Source
--- BEGIN ---

A fusion BYOB, El Tule brings deliciously exotic and authentic Peruvian and Mexican cuisine to the New Hope-Lambertville area. Family owned and operated by the Engoavil family, El Tule has mastered the cuisine of the their native lands, Peru and Mexico. The restaurant’s name was chosen because the Egoavils have deep roots in their family tree, which are firmly based in both of their cultures.
In the Mexican state of Oaxaca is the world’s largest tree, a cypress called El Árbol del Tule, believed to be between 1,500 and 3,000 years old and often called the tree of life.
Go ahead and spread your culinary wings because your acquaintance with the type of food served here may end at the “almost” perfect house-made guacamole and nachos. We found food is fun at El Tule, where the menu offers some familiar, along with some not so familiar choices. The intriguing list of exotic items, such as carapulcra (stew of pork, potatoes and spices), parihuela (seafood soup), and lomo saltado (stir-fry of beef, onions and tomatoes), could make choosing a challenge. But to keep you from straying too far out of your gastric comfort zone, there is a good description of each item—so you’ll know what’s in it, even if you can’t pronounce it.
We first noticed this quaint restaurant located on North Main Street over the summer when we passed it heading for a destination north of Lambertville. It wasn’t until friend Jeremy made a recent posting in Facebook extolling its virtues that we had an AHA moment, and quickly made reservations for a Saturday night.
They have no parking lot and trying to find a parking spot on a busy weekend night can be exasperating, but after circling a block or two, we found one a short distance away. After a quick, brisk walk we located the side entrance and popped in. Unexpectedly, you are immediately in the one bright orange room with all of the dining tables and a small reception desk. Thank goodness no one else was waiting for a table too, because there’s barely any room to hang out, let alone stay out of the way of the service staff. Outside is a nice looking patio that wraps around the side and back of the restaurant, but it was way too cool and windy to dine al fresco that night.
There was a moment of panic when the host (who I later learned was the patriarch, Mr. Engoavil) indicated our name was crossed off the waiting list. But within seconds one of the daughters said it was an error and they would have accommodations for us shortly—which they did, and we were seated at one end of a long table.

--- END ---

Records supplied
--- BEGIN ---

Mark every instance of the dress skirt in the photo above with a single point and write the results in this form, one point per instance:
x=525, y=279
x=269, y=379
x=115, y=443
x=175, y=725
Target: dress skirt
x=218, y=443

--- END ---

Given task
Using the restaurant review, explain in one to three sentences why the restaurant was given the name El Tule.

Solution to this exercise
The owners chose the name because their family tree has deep roots that are firmly based in both of their cultures, Peru and Mexico.